§ **DATASET RECORDS**:
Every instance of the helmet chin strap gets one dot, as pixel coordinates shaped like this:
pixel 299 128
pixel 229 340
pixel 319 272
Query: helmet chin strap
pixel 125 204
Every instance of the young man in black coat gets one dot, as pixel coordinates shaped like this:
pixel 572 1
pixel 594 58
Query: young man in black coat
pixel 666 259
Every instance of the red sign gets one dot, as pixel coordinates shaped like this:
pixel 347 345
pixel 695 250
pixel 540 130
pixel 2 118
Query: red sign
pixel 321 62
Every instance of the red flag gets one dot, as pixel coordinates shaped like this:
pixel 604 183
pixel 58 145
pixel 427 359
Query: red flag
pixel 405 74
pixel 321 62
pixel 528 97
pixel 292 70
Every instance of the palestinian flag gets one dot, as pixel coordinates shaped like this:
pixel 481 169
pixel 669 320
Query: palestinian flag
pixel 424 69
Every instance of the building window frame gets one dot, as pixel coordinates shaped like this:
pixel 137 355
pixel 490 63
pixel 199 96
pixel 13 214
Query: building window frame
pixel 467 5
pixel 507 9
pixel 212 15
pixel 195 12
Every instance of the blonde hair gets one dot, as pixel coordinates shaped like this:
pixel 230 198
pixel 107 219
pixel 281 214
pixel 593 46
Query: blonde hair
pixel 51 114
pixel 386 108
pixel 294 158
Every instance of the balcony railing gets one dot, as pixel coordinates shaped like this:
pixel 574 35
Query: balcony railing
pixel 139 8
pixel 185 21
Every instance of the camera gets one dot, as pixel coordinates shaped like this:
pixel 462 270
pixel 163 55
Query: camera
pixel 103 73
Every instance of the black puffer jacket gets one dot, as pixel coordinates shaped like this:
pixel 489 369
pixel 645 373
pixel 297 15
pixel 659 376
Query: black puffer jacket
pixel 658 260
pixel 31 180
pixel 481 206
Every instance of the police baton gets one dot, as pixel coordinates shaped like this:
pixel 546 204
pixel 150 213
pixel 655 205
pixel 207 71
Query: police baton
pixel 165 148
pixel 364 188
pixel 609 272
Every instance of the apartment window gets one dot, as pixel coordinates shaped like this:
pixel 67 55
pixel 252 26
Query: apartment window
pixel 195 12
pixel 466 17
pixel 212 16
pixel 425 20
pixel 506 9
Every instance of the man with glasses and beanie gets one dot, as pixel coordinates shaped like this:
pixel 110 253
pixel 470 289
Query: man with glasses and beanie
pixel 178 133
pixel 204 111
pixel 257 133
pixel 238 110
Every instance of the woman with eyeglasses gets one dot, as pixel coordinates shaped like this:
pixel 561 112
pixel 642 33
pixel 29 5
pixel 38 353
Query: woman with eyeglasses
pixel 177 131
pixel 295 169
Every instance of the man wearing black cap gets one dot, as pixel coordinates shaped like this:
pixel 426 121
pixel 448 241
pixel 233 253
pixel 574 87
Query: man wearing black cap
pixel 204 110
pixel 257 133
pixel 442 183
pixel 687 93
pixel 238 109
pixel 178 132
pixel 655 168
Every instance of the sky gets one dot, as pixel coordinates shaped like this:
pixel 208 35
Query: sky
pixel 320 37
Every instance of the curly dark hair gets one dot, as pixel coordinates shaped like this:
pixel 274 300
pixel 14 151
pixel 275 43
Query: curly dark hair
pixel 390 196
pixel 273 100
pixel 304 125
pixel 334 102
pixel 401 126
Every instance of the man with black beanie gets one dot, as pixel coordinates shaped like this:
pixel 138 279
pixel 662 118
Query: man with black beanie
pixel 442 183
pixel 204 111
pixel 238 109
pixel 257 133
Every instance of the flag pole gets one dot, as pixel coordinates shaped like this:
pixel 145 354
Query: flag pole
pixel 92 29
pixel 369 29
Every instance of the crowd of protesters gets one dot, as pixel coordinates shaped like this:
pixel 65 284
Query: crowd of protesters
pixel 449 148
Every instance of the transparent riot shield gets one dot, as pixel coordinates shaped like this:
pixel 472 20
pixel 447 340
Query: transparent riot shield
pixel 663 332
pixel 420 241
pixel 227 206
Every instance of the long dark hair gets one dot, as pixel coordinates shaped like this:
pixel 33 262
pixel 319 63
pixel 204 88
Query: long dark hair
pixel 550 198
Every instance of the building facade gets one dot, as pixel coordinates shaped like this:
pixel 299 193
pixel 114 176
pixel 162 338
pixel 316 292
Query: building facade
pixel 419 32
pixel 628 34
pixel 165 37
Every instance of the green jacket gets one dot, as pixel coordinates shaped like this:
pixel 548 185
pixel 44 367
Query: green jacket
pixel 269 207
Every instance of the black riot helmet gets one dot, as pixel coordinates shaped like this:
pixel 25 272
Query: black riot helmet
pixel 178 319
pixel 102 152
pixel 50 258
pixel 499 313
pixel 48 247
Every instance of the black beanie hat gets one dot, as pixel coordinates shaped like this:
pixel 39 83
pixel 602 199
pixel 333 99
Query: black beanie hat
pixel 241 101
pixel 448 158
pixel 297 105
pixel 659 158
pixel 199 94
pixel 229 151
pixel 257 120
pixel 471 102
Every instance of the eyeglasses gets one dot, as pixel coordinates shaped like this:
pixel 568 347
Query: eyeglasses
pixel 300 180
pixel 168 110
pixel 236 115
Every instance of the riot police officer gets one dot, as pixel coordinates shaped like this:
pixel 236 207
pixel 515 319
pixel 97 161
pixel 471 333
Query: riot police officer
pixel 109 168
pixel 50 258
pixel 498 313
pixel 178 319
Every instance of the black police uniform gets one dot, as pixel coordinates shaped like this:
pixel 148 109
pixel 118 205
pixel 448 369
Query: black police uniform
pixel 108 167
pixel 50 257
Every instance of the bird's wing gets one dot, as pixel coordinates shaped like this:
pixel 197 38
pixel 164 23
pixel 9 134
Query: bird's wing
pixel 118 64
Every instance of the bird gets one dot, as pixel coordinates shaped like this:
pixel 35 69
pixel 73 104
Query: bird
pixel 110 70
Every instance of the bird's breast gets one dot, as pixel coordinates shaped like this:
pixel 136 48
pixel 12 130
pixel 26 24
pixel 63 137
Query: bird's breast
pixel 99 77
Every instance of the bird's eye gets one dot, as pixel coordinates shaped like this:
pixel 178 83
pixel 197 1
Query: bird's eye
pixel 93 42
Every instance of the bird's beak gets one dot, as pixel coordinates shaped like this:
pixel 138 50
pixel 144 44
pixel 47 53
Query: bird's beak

§ **EXERCISE DIRECTIONS**:
Render every line of the records, from the line containing "Every instance of the bird's breast" through the end of the records inclusive, as a JSON list of strings with one string per line, omitting any blank lines.

§ **WORKED ANSWER**:
[
  "Every instance of the bird's breast gets one dot, as pixel coordinates shaped like this:",
  "pixel 136 48",
  "pixel 12 130",
  "pixel 26 24",
  "pixel 63 137",
  "Query: bird's breast",
  "pixel 99 77",
  "Every instance of the bird's eye gets one dot, as pixel coordinates shaped like this:",
  "pixel 178 83",
  "pixel 197 1",
  "Query: bird's eye",
  "pixel 93 42",
  "Every instance of the bird's beak gets one dot, as pixel coordinates shaped like this:",
  "pixel 138 50",
  "pixel 144 44",
  "pixel 47 53",
  "Query: bird's beak"
]